Labeling and segmentation records
☆ ☆ ☆ ☆ ☆
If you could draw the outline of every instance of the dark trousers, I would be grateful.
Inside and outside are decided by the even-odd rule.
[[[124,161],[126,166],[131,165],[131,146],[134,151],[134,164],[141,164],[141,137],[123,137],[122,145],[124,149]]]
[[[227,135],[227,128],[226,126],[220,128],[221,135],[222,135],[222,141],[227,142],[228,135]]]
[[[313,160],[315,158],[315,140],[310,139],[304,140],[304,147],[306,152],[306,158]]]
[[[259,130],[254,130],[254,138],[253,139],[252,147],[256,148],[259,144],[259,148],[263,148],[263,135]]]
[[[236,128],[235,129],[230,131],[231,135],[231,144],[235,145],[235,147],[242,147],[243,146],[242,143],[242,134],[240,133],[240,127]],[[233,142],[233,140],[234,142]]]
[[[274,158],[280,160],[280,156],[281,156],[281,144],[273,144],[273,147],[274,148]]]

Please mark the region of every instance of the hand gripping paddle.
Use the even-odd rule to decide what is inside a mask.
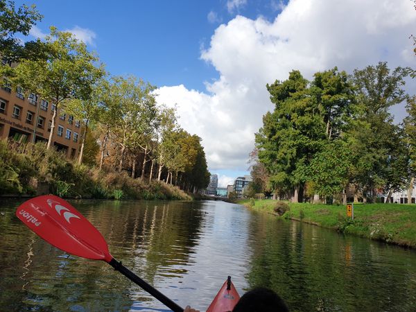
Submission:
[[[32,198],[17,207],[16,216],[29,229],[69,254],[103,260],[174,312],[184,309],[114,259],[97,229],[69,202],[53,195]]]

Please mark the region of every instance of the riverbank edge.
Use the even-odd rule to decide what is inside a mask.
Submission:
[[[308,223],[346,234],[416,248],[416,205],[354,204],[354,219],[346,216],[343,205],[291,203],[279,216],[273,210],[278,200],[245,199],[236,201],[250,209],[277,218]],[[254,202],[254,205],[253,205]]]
☆ ☆ ☆ ☆ ☆
**GIVEN TASK:** Repeat the records word for word. Any picture in them should be left out.

**TASK ANSWER:**
If you could draw the outline of every instance of the dark trousers, I would be grateful.
Inside and outside are decided by the even-odd rule.
[[[124,161],[126,166],[131,165],[131,146],[134,151],[134,164],[141,164],[141,137],[123,137],[122,145],[124,149]]]
[[[227,135],[227,128],[226,126],[220,128],[221,135],[222,135],[222,141],[227,142],[228,135]]]
[[[313,160],[315,158],[315,140],[310,139],[304,140],[304,147],[306,152],[306,158]]]
[[[259,130],[254,130],[254,138],[253,139],[252,147],[256,148],[259,144],[259,148],[263,148],[263,135]]]
[[[236,128],[235,129],[230,131],[231,135],[231,144],[235,145],[235,147],[242,147],[243,146],[242,143],[242,134],[240,133],[240,127]],[[233,142],[233,140],[234,142]]]
[[[274,158],[280,160],[280,156],[281,156],[281,144],[273,144],[273,147],[274,148]]]

Please mark the region of every instance of the hand gripping paddle.
Use the even-odd rule to decide what is inside a mask.
Submission:
[[[32,198],[17,207],[16,216],[29,229],[69,254],[103,260],[174,312],[184,309],[114,259],[97,229],[69,202],[53,195]]]

Please mark the region of every instance of the riverbank edge.
Use the even-odd rule to decide what is inside a mask.
Submission:
[[[308,223],[346,234],[416,248],[416,205],[354,204],[354,219],[346,216],[343,205],[291,203],[279,216],[273,210],[278,200],[245,199],[236,201],[250,209],[277,218]],[[254,202],[254,205],[253,205]]]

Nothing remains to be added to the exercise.